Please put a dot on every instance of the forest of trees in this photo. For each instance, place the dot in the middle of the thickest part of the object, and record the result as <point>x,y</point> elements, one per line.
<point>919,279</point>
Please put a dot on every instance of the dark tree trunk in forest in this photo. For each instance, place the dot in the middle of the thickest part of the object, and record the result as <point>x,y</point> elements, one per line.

========================================================================

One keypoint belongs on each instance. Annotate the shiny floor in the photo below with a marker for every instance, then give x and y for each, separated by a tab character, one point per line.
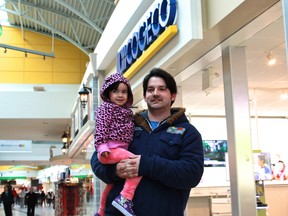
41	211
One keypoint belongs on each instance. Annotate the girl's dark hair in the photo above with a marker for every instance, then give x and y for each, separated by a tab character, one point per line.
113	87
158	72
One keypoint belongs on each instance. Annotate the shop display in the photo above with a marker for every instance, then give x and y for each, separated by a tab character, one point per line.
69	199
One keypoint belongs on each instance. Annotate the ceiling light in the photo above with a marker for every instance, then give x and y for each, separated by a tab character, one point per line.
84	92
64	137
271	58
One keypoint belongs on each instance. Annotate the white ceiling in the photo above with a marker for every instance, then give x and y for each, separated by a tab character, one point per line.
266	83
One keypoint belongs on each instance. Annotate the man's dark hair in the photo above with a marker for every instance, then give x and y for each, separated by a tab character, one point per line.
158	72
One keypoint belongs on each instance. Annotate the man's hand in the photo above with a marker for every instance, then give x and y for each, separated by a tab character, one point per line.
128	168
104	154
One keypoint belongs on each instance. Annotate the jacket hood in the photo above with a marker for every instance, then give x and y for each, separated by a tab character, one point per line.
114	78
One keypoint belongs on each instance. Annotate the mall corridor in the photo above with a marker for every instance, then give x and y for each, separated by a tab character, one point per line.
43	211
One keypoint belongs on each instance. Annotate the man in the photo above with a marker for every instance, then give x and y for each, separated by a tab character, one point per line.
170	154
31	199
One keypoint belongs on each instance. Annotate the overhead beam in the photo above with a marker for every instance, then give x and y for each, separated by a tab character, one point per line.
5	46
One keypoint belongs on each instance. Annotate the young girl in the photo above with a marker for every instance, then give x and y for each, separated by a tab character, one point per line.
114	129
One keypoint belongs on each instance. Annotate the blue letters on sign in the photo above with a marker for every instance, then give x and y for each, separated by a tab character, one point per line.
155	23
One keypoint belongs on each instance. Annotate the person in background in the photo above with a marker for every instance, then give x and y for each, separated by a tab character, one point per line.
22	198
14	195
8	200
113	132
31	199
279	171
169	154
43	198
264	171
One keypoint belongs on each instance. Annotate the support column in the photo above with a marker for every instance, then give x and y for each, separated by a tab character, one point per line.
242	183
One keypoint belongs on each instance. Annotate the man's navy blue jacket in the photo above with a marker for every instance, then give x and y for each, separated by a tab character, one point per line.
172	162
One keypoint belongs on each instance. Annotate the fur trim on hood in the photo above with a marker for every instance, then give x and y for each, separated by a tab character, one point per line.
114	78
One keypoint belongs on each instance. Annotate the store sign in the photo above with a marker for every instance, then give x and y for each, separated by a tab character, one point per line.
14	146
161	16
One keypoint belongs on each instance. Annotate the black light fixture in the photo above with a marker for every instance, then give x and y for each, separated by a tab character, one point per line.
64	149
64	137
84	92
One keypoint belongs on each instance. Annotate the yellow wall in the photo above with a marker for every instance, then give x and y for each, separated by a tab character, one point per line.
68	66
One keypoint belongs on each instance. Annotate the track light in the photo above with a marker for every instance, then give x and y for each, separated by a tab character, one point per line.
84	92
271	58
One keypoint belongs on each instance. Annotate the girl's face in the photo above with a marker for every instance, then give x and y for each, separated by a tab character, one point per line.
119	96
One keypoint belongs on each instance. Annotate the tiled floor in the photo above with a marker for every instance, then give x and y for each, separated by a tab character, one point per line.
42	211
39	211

========================================================================

Repeat exactly the lines of the listing above, from the one with "Please put a dot on every instance of the forest" down to the one with "Please put a dot on every instance of the dark"; both of those lines belong in the range.

RESPONSE AREA.
Please put a dot on every instance of the forest of trees in this photo. For each instance, place the dot in the middle of the thickest part of the object, and record the result as <point>x,y</point> elements, one per line.
<point>919,279</point>
Please put a dot on every instance of the dark tree trunk in forest in this photo. For each instance, place the dot in the middle of the thickest part of the object, and record the result as <point>x,y</point> elements, one per line.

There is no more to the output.